* **What you will do**
A) In the interview, which sport does the speaker say has potential?
B) From the interview, copy the passage that starts at the words "Q5. Do you think" and ends after "just a game?".
C) Based on the interview, explain why India's non-cricket sportsmen struggle before they even face an opponent.
Top of Source document
We had been thinking about writing a book based on the many, and varied, experiences we have had with Indian corporations and sportspeople. It seemed a natural extension of what we were doing. It is very different compared to a speaking assignment where you can afford a throwaway line depending on how receptive the audience is. With a book, the level of rigour has to be greater and that is where we were able to combine my experience of writing with Anita's planning and rigour (though as it turned out, she wrote a major part of the book too!)
Q5. Do you think Sports, in India, is more of a ‘business’ than it was, say, a decade ago? If yes, would you consider this a good sign that sports is seen as serious business rather than just a game?
Largely, yes. Still, it is not much bigger than a single product business. Football, I believe, has potential and once we are able to rid ourselves of bureaucratic and political inefficiencies we might have a multi-product business! I believe that eventually we have no choice but to adopt a business approach to the running of sport. It is a thought that has seen much criticism directed towards it for the fear that finance will take over sport. It is not something I agree with. To achieve profitability you will have to look for product quality first. Governments cannot be in business. They can lay down guidelines, they can monitor them to see if there is any injustice taking place, but Governments cannot have the corporate rigour and the emotion that running sport requires. I look forward to the day the government relinquishes control and who knows it might well happen soon.
Q6. India is a cricket obsessed country. Why do you think India lags behind in producing world class sportspersons on a regular basis in other sports?
You cannot produce a great car if you are not in love with producing it. The quality of our non-cricket administration is very ordinary (not that cricket is particularly brilliant!) and to be really honest, I am not convinced that they actually want to produce champions or set in place a process that will aid the production of champions. And so our non-cricket sportsmen have to first win the fight against their own administration before they can take on an opponent on the court or in the field of play. It is very disheartening, though we are seeing islands of excellence still coming through.
Bottom of Source document
Top of Data shown
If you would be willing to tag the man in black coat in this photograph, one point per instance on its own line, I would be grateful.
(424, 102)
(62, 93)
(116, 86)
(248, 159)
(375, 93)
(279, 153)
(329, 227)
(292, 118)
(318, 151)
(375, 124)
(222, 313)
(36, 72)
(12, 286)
Bottom of Data shown
* **Responses by item number**
A) Football.

B)
Q5. Do you think Sports, in India, is more of a ‘business’ than it was, say, a decade ago? If yes, would you consider this a good sign that sports is seen as serious business rather than just a game?

C) The speaker says non-cricket sports administration in India is very ordinary. The speaker also doubts that administrators want to produce champions or set up a process that would help produce them. So these athletes must first win a fight against their own administration before they can take on an opponent.